- Assignment: When you return the entries, keep every word and mark exactly as it is.
● ● ● ● ●
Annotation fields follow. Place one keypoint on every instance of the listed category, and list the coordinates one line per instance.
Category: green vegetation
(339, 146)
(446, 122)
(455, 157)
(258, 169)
● ● ● ● ●
- Exercise solution:
Annotation fields follow. Place one keypoint on every instance of the listed category, and list the coordinates one line per instance.
Category: green vegetation
(339, 146)
(446, 122)
(455, 157)
(258, 169)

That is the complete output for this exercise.